■ **EXCERPTED TEXT**:
'''

Um, for retrieving historical data or uh like answers to questions about historical data, um, an index is super, super useful uh, because it can make things very more efficient and you don't need to start from first principles every single time.
But for monitoring, it's less useful. And second is that like that's not necessarily where we're looking to differentiate on. So like I said, this uses a bunch of like MCPs and APIs under the hood.
We're we all as you can see here, it's doing a Google, it's it's doing a call to Google search API. Um, we use a bunch of other search APIs as well. Um, so we're happy to use whichever APIs return the best results.
The the important bit here is to make this agentic so that it retrieves a set of results, um, it reasons about it, decides if it if it found the relevant piece of information or not and then decided, okay, what to do next.
And this is happening in sort of a for loop till it gets to the right piece of information, including actually navigating websites in case search APIs are insufficient for certain queries.
Host: So if so it is it like a scout can be run per day or per week, right? Or like whenever a change happens. Uh like navigator is one way you're doing that. And then you're this is researcher. What does the researcher do?

'''

■ **TASKS AND EXERCISES**:
• 1. Using the transcript about agentic search, decide whether each statement agrees with it. Answer yes or no for each, and quote the words from the transcript that settle it.
(a) The speaker says an index is especially useful for monitoring.
(b) The system makes a call to the Google search API.
(c) The retrieval repeats in a loop until the right piece of information is reached.
• 2. In the transcript about agentic search, what does the system do when search APIs are insufficient for certain queries?
• 3. Continue the transcript about agentic search and monitoring from the point where it stops.
The listing plays no part in any of this.

■ **DATA SECTION**:
'''

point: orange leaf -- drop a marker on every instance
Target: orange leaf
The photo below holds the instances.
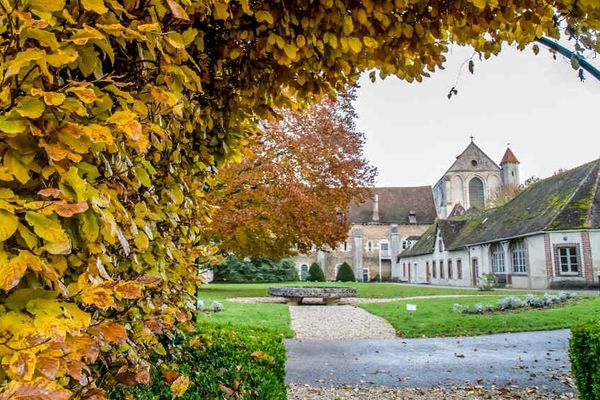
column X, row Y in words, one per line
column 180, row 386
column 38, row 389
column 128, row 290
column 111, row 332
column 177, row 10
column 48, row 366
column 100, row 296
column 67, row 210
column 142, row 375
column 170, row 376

'''

■ **RESPONSES**:
• 1.
(a) No: "But for monitoring, it's less useful."
(b) Yes: "it's doing a call to Google search API."
(c) Yes: "this is happening in sort of a for loop till it gets to the right piece of information"

• 2. It navigates websites.

• 3.
And how is it different from navigator? Navigator is like a little browser instance where you're going and looking at it, just like a human would. How is how is the researcher different?
Guest: Yeah, these are just uh a few different sub agents um sub agents that we've we've kind of um uh set up.
So I yeah, the researcher sub agent, for example, is calling a bunch of different search APIs um to to see if it can find relevant information about the about the particular query. Um, you'll see yeah, depending on the query, you may see more.
I I think we saw the social media manager sub agent as well. Um, yeah, so that's scoped to look at um social media websites in in particular.
Um, so each sub agent here has a very well scoped narrow set of tasks and websites and parts of the web that it needs to look at, um, including a mix of like APIs or or navigators, right?
Host: I think let's let's go into like one of the Scouts that you have that already worked and uh we can just This is yeah, this is another account where I have a bunch of scouts set up.
Um, we can look at what the what the findings view looks like. Uh so the findings view is where all the reports from all my scouts are aggregated in one place. Um, so here's an example report.
So this one is for like top rated PS5 games under 20 bucks. Um, it found that, okay, there's currently a discount running on this game Saints Road 4. Uh, there's links here that we can we can click at it, click on and look at the look at the listing.
Here's another example. So this scout was looking for any new news about uh health like healthcare and AI. Um, so it found a couple of reports about this new announcement from Samsung India.
So this would basically yeah, this is this is basically what it's what it's doing.
Like you can specify a bunch of different signals that you care about, um, and it will scour the web to find relevant information for that particular query and generate reports that look like this.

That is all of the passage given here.